# Source document:
- - - - -
This is one of the greatest weaknesses of the Internet: everybody quotes everyone else, without properly crediting (or even knowing) the original source or checking its veracity. Too often, people treat the Internet as an endless gossip line. Information proliferates, but knowledge may be dying for lack of fresh oxygen.
As an avoider of most American rituals, I don’t make New Year’s resolutions, per se. They seem almost guaranteed to fail, because, on the one hand, you’re involved in a huge communal exercise, which gives it undue weight, so that, on the other, if you fail to follow through, the violation seems almost that much more flagrant. It’s as if you’ve failed the entire community.
Sometimes I decide to do something, but it’s safer not to call it a resolution. Even better, I choose to change my habits at a different time of year than Jan. 1. Either tactic removes some of the psychological pressure. For instance, I gave up eating beef, chicken, pork, and all other land-based meats on my birthday back in 2007. I also stopped drinking soda except as a cocktail mixer. I’ll just try it for a week, I told myself . . . which stretched to a month, and steadily grew to an easy habit to maintain.
Some years before that -- it’s got to have been more than a decade, now -- my wife and I got rid of our car and never got another. We use a car-sharing program for our occasional long-distance trips, heavy shopping expeditions, and socializing in the ’burbs.
If you make a change of course and keep it a secret from everyone, rather than giving it the official label of NEW YEAR’S RESOLUTION, then it seems like less of a big deal if you wander off track, and almost like you’re getting away with something when you succeed!
- - - - -
# Data listing:
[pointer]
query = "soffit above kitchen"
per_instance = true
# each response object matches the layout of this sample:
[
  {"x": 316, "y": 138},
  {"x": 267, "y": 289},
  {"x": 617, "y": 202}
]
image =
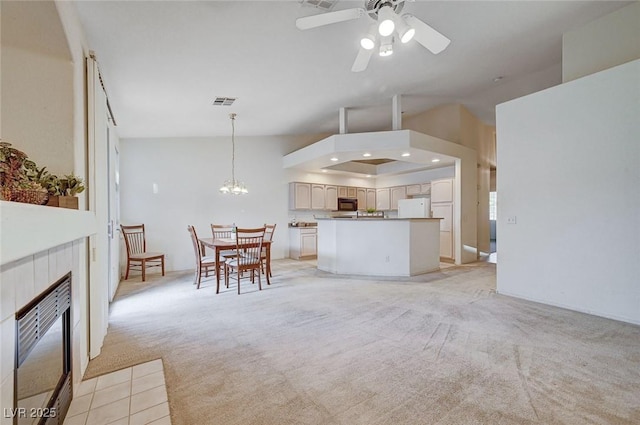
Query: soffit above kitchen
[{"x": 373, "y": 153}]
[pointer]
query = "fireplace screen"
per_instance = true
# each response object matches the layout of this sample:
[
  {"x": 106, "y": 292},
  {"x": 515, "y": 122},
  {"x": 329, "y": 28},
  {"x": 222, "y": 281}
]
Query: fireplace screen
[{"x": 42, "y": 391}]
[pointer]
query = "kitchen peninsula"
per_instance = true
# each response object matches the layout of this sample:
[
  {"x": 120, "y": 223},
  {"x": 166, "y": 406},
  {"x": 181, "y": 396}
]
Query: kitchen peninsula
[{"x": 379, "y": 246}]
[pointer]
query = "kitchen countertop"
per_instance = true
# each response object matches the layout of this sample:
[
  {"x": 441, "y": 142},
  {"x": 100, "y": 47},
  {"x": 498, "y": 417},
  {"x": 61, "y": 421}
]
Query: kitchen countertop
[{"x": 373, "y": 218}]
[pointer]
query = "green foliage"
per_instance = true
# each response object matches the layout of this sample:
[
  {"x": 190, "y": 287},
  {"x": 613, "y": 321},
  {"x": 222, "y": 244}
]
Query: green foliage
[{"x": 19, "y": 172}]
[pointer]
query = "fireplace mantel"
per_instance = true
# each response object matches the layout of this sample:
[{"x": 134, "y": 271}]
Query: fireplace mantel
[{"x": 27, "y": 229}]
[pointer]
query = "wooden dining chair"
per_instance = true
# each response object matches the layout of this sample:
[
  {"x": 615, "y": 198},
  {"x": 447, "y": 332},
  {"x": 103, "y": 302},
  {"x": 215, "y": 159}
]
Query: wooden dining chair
- - - - -
# Parts of the exercise:
1. Based on the piece on New Year's resolutions, answer yes or no for each statement and quote the words of the piece that settle it: (a) The writer gave up land-based meats in 2007. (b) The writer and their spouse still own one car. (c) The writer makes New Year's resolutions.
2. Carry on the piece on New Year's resolutions from its final sentence.
The rows come from a separate source and are not related to the piece on New Year's resolutions.

# Results of the exercise:
1.
(a) Yes: "I gave up eating beef, chicken, pork, and all other land-based meats on my birthday back in 2007."
(b) No: "my wife and I got rid of our car and never got another."
(c) No: "I don’t make New Year’s resolutions, per se."

2.
Another potentially negative aspect of New Year’s resolutions involves their tendency toward self-denial and self-flagellation: I’m going to stop eating things that make me fat, I’m going to work harder/more often/longer at the gym, etc. Each small step is merely postponing an ultimate failure, instead of qualifying as an achievement in itself.
It seems to me that people might derive a lot more satisfaction from New Year’s resolutions, and therefore achieve greater success, if they designed them so that each small step was a victory -- such as a good deed for the day or week, or a small but steady amount put away in savings on a regular basis.
All that being said, I have “decided” to stop buying alcohol and coffee this year. I don’t have either a caffeine or booze problem; I just realized that I spend a lot of money each year on impulse buys of drinks, and that’s a significant cut I can make . . . particularly since I rarely drink coffee or alcohol straight.
It’s an austerity measure, to show Greece and England and all those other European slackers how it’s done. It’s also an exercise in self-discipline: to see whether the world looks different, to feel what it’s like to live making more conscious decisions, step by step, instead of constantly and automatically making casual and unreflective ones that, over time, add up to a lot of money.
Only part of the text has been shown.